:: Raw records

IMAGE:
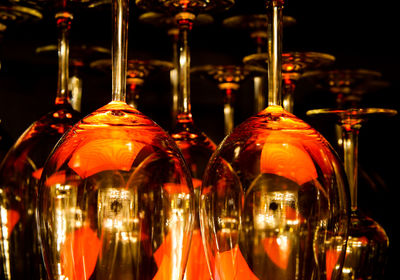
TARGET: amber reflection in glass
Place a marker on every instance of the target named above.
(19, 175)
(196, 149)
(273, 202)
(115, 200)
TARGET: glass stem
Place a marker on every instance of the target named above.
(288, 94)
(185, 21)
(350, 150)
(119, 49)
(63, 20)
(228, 110)
(174, 33)
(275, 52)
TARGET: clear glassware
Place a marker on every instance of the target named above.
(368, 244)
(196, 147)
(21, 168)
(256, 26)
(80, 56)
(348, 87)
(137, 72)
(229, 79)
(115, 196)
(274, 200)
(168, 22)
(294, 64)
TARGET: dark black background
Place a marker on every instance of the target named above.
(361, 34)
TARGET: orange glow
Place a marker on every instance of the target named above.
(12, 219)
(79, 254)
(278, 250)
(196, 268)
(282, 156)
(332, 257)
(104, 154)
(232, 265)
(173, 188)
(56, 178)
(37, 173)
(196, 183)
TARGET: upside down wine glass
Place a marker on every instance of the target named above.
(137, 72)
(80, 56)
(116, 199)
(168, 21)
(274, 201)
(229, 78)
(21, 169)
(367, 245)
(294, 64)
(256, 26)
(196, 147)
(347, 86)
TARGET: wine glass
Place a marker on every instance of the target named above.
(137, 72)
(19, 172)
(196, 147)
(294, 64)
(367, 245)
(80, 56)
(115, 196)
(229, 78)
(12, 15)
(256, 26)
(167, 21)
(274, 199)
(347, 86)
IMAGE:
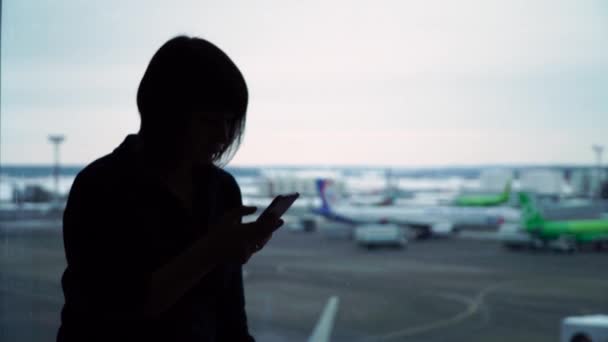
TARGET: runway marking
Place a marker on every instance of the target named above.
(322, 331)
(47, 298)
(471, 310)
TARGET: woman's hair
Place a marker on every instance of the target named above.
(190, 75)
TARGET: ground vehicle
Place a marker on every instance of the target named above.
(591, 328)
(373, 235)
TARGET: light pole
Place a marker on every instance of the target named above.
(599, 150)
(56, 140)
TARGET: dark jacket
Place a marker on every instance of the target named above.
(118, 227)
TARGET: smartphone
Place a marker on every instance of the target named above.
(280, 204)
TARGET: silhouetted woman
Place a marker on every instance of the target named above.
(152, 231)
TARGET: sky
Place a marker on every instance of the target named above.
(346, 82)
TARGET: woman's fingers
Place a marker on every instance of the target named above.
(235, 215)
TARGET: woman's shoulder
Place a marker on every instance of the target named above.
(103, 173)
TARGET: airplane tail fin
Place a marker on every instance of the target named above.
(531, 216)
(327, 194)
(507, 191)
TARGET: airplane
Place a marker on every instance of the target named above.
(424, 220)
(484, 200)
(569, 232)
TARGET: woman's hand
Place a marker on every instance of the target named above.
(238, 241)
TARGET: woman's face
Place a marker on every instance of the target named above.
(208, 132)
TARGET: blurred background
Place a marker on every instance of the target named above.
(424, 137)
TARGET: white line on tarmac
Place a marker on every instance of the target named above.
(471, 310)
(322, 331)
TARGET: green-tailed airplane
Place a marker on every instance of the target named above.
(576, 231)
(484, 200)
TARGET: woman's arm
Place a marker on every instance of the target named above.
(171, 281)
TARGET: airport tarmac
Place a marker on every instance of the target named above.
(435, 290)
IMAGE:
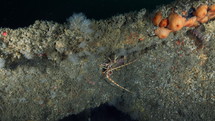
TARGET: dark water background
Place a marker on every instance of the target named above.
(21, 13)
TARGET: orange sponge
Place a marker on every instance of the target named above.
(162, 32)
(157, 18)
(176, 22)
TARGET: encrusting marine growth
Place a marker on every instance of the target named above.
(175, 22)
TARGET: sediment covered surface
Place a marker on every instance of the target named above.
(50, 70)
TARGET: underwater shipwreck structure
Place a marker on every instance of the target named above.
(50, 70)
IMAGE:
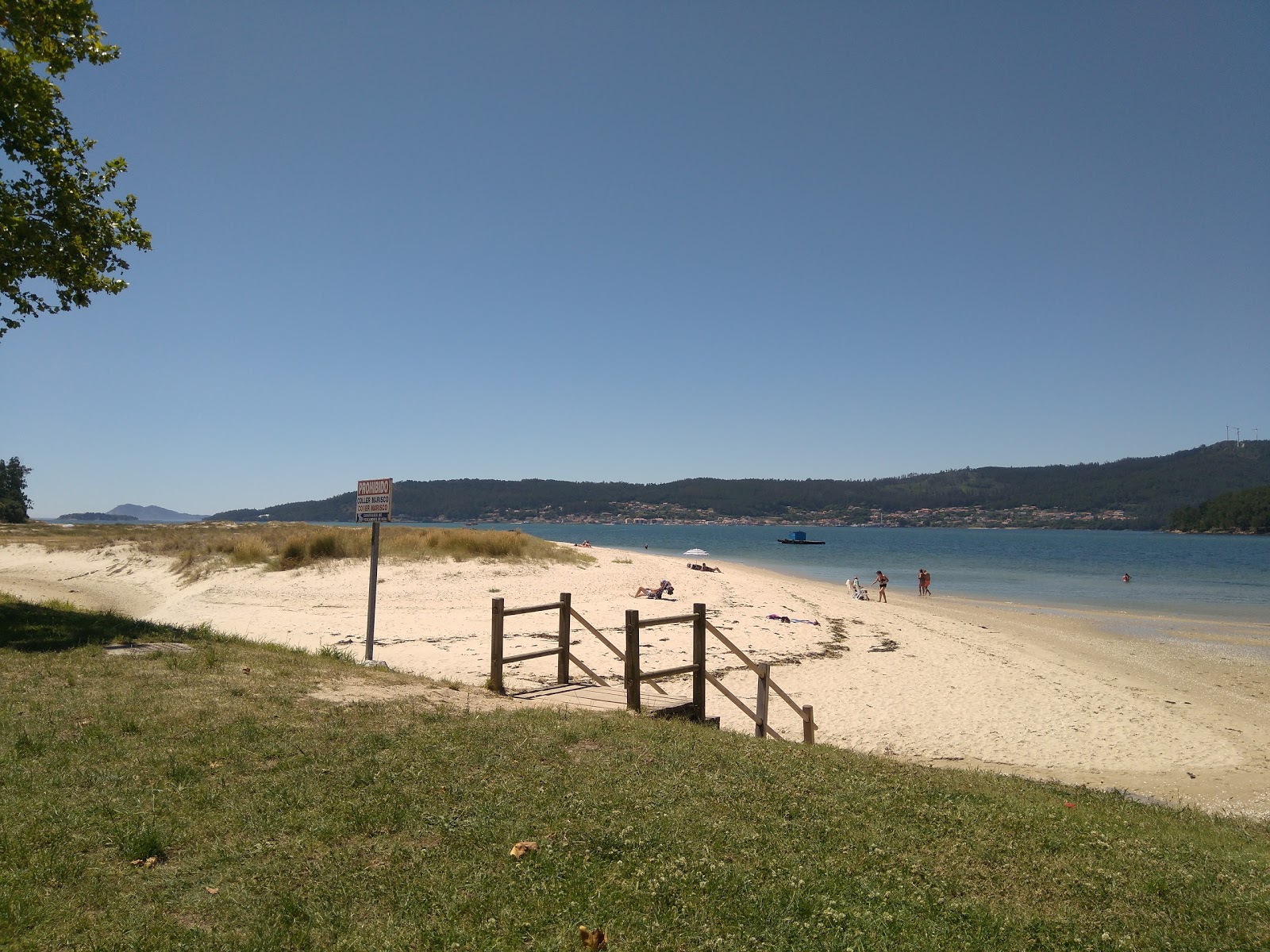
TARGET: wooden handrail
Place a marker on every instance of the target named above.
(587, 670)
(548, 607)
(527, 655)
(667, 672)
(633, 677)
(804, 711)
(668, 620)
(732, 697)
(610, 645)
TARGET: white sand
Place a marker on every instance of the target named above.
(1176, 711)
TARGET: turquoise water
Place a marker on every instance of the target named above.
(1213, 577)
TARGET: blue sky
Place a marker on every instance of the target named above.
(649, 241)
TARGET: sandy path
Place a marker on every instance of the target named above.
(1170, 710)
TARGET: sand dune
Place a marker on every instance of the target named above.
(1170, 710)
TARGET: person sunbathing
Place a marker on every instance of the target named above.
(664, 589)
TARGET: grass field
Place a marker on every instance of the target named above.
(200, 549)
(203, 801)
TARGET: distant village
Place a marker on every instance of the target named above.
(1024, 517)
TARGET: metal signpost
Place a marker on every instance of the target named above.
(374, 505)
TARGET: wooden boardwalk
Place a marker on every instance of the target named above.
(592, 697)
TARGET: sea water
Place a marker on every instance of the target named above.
(1202, 577)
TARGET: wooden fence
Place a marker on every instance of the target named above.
(633, 677)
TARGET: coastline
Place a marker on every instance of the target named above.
(1168, 708)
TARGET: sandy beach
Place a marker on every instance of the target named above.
(1165, 708)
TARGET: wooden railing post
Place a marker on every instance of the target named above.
(563, 660)
(765, 673)
(698, 662)
(632, 676)
(495, 647)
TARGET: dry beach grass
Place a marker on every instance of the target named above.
(1176, 714)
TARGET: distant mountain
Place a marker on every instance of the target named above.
(1134, 493)
(154, 513)
(97, 517)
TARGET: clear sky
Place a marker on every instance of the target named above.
(656, 240)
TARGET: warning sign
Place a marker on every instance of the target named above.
(374, 501)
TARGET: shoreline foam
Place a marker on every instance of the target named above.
(1172, 714)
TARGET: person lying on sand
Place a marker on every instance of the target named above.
(664, 588)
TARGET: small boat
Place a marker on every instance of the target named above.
(799, 539)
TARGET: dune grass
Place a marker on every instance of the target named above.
(200, 549)
(203, 801)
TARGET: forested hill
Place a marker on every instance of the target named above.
(1136, 493)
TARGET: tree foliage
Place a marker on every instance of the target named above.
(13, 490)
(1248, 511)
(60, 241)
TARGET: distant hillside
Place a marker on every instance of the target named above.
(154, 513)
(97, 517)
(1248, 511)
(1134, 493)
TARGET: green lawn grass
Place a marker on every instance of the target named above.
(279, 822)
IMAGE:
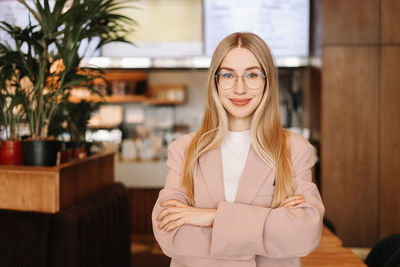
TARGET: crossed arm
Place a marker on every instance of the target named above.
(178, 213)
(236, 231)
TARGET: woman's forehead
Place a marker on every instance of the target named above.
(240, 59)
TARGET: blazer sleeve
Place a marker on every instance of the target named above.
(274, 233)
(186, 242)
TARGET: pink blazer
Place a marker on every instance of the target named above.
(247, 232)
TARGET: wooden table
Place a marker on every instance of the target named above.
(331, 253)
(49, 189)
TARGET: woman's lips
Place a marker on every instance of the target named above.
(240, 101)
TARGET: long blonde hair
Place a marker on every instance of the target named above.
(268, 138)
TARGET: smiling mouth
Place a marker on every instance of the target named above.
(240, 102)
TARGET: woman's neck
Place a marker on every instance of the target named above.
(238, 124)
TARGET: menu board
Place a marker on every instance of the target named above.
(284, 25)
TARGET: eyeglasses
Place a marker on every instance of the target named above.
(252, 79)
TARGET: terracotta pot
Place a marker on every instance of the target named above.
(11, 152)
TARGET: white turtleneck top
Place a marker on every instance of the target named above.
(235, 149)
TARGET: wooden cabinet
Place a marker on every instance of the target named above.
(129, 86)
(360, 147)
(389, 144)
(49, 189)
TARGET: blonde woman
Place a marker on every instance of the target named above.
(239, 191)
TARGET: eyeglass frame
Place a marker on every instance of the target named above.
(265, 77)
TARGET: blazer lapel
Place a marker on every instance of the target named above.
(210, 165)
(255, 174)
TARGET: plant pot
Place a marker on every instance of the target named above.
(77, 148)
(11, 152)
(41, 152)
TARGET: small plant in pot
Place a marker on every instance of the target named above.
(10, 116)
(45, 58)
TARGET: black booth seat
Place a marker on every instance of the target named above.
(92, 232)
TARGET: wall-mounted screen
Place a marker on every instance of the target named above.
(284, 25)
(165, 28)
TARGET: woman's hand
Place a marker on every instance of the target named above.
(178, 214)
(293, 201)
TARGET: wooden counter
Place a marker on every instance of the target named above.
(49, 189)
(331, 253)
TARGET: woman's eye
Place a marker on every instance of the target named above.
(252, 75)
(227, 75)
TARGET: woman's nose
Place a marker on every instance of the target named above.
(239, 87)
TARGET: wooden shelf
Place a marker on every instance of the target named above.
(49, 189)
(127, 99)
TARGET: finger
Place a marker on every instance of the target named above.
(167, 211)
(294, 202)
(173, 202)
(174, 225)
(294, 198)
(168, 219)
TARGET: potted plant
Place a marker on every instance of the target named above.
(10, 116)
(46, 58)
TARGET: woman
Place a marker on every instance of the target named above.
(239, 191)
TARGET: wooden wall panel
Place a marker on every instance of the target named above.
(141, 205)
(390, 142)
(390, 24)
(349, 141)
(347, 21)
(30, 190)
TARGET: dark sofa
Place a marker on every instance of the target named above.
(93, 232)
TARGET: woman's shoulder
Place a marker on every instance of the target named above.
(180, 144)
(302, 153)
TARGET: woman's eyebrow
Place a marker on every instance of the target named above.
(248, 68)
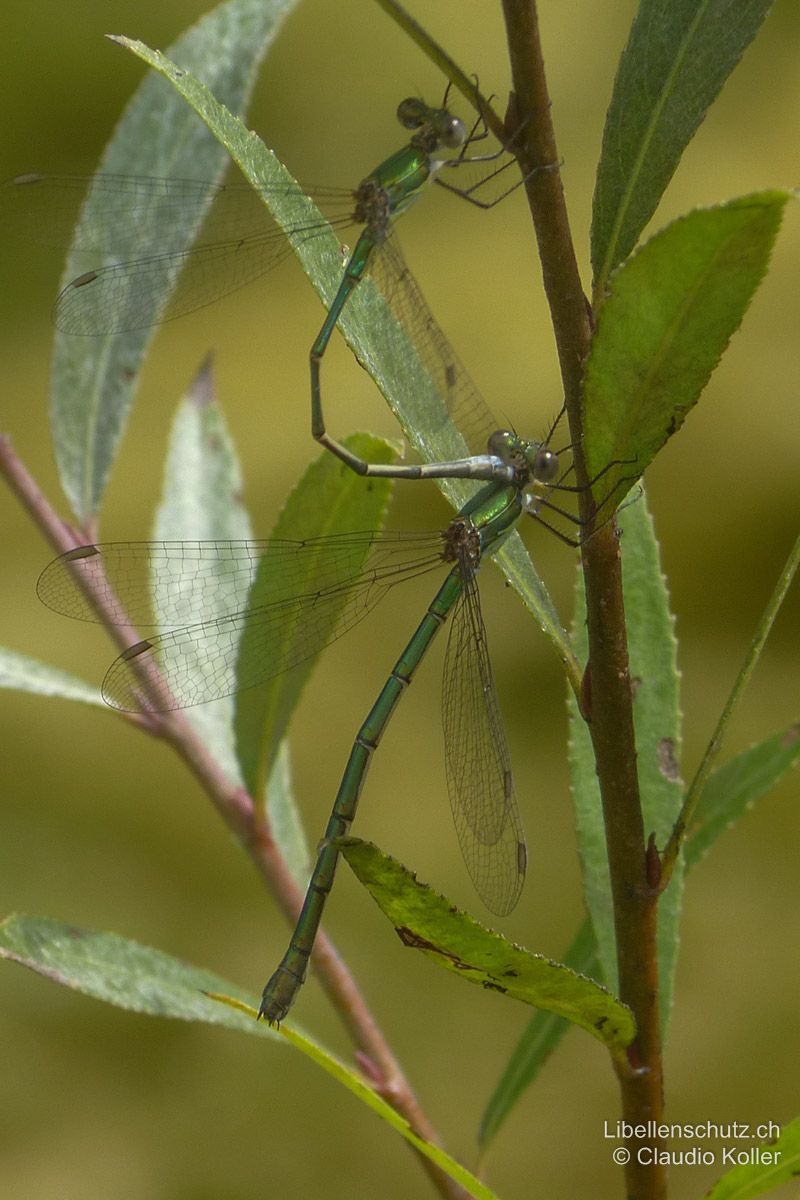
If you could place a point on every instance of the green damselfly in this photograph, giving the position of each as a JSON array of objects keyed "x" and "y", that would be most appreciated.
[{"x": 140, "y": 225}]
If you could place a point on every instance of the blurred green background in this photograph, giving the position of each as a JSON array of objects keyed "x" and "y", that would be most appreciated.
[{"x": 106, "y": 829}]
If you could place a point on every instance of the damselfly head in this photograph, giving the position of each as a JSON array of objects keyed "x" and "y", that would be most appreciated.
[
  {"x": 446, "y": 130},
  {"x": 533, "y": 457}
]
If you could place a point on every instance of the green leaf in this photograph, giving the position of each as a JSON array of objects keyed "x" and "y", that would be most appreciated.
[
  {"x": 540, "y": 1038},
  {"x": 94, "y": 378},
  {"x": 113, "y": 969},
  {"x": 356, "y": 1085},
  {"x": 200, "y": 502},
  {"x": 671, "y": 312},
  {"x": 774, "y": 1163},
  {"x": 678, "y": 57},
  {"x": 370, "y": 328},
  {"x": 728, "y": 793},
  {"x": 283, "y": 817},
  {"x": 133, "y": 977},
  {"x": 22, "y": 673},
  {"x": 737, "y": 785},
  {"x": 654, "y": 671},
  {"x": 329, "y": 499},
  {"x": 428, "y": 922}
]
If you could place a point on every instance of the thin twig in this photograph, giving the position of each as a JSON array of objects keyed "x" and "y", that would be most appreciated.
[
  {"x": 611, "y": 715},
  {"x": 250, "y": 827}
]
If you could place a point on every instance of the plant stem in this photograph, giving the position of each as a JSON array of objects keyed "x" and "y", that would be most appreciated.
[
  {"x": 251, "y": 829},
  {"x": 611, "y": 715}
]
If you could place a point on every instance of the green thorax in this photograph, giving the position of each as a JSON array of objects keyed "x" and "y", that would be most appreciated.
[
  {"x": 492, "y": 515},
  {"x": 391, "y": 189}
]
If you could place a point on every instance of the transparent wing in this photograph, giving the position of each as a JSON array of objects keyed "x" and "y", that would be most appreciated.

::::

* [What to produce]: Repeat exactly the lines from the line containing "of the thin" through the last line of the records above, including both, and nothing else.

* [Exercise result]:
If you could place a point on every instance of the thin twig in this photograph, giving the position of each as a JSON array of objects keyed "x" and "y", that would be most appreciated.
[
  {"x": 611, "y": 715},
  {"x": 250, "y": 827}
]
If you could place a point on every instance of the plant stem in this photograph, giving the position of each as a JSON array of objects keyed "x" and "y", that would be most appreciated.
[
  {"x": 251, "y": 829},
  {"x": 611, "y": 715}
]
If you could place a point on every instance of the green thorax in this photograph, giving the position of each as a JSON array of objects keyed "x" and "y", that would be most appreciated.
[
  {"x": 492, "y": 515},
  {"x": 391, "y": 189}
]
If you could place a point on every instance of the transparent wing in this photograph, giving the position of each as a JSON array of objects keyed "x" and "y", that would be most appreciated.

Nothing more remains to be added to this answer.